:: Exercise goal ::
Return every line of the material below that contains the string "pool", matching case exactly.

(Collected data entries)
######

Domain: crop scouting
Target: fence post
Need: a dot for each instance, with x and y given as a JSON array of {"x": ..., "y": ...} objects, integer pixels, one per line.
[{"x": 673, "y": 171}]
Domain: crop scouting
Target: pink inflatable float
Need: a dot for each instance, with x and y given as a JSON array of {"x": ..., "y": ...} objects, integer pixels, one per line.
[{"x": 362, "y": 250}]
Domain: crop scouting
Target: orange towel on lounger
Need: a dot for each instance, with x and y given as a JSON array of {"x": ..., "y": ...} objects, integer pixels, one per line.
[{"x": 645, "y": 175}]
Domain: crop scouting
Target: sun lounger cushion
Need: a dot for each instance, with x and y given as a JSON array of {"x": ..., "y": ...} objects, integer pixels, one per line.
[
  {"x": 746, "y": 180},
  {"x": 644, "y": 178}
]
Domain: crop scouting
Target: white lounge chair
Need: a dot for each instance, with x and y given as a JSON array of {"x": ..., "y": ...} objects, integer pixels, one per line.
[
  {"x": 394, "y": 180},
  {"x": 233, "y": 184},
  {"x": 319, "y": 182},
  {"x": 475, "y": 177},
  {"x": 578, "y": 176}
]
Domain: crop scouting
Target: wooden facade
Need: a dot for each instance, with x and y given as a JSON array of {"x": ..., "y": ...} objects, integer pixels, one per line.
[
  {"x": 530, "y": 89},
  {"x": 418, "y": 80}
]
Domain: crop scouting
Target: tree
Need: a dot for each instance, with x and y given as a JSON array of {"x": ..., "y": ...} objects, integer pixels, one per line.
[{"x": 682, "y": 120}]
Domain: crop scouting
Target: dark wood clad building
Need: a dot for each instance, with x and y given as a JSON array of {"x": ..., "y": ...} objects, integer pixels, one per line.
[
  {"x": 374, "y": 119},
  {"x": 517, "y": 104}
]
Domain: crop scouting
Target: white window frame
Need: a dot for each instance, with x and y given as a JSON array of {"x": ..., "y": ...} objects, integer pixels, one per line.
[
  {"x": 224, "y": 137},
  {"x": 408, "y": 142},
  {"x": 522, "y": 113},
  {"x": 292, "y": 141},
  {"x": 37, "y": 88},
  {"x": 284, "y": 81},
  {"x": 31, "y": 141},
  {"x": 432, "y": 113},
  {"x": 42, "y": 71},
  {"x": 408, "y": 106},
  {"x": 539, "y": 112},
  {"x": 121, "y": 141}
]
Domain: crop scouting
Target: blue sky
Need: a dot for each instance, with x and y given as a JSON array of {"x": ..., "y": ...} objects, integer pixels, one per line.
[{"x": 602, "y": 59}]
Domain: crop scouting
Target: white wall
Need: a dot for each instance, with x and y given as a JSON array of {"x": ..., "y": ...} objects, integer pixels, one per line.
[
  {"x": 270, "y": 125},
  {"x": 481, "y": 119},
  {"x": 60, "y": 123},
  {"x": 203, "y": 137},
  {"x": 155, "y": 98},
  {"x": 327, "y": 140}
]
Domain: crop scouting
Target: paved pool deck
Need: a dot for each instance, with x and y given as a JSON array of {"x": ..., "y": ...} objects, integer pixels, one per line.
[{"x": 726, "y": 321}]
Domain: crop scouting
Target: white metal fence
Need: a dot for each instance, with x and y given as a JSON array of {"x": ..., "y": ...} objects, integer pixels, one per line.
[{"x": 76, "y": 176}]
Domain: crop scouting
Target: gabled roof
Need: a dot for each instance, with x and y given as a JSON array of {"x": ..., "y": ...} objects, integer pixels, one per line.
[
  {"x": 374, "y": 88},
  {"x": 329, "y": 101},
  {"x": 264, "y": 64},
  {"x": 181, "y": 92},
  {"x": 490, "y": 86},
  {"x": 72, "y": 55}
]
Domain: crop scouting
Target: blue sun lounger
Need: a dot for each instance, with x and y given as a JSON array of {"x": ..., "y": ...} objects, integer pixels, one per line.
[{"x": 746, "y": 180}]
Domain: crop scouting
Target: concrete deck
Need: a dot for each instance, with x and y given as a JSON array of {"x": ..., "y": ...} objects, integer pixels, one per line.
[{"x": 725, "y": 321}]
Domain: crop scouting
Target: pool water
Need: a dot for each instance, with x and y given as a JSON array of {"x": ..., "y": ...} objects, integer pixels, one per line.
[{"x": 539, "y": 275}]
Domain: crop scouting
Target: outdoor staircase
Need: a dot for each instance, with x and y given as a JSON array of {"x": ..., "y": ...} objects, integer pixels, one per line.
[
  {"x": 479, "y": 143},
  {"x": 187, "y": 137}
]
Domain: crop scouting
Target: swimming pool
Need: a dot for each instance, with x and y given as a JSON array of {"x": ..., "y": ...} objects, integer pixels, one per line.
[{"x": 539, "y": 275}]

######

:: Correct output ::
Target: paved pool deck
Target: pool water
Target: swimming pool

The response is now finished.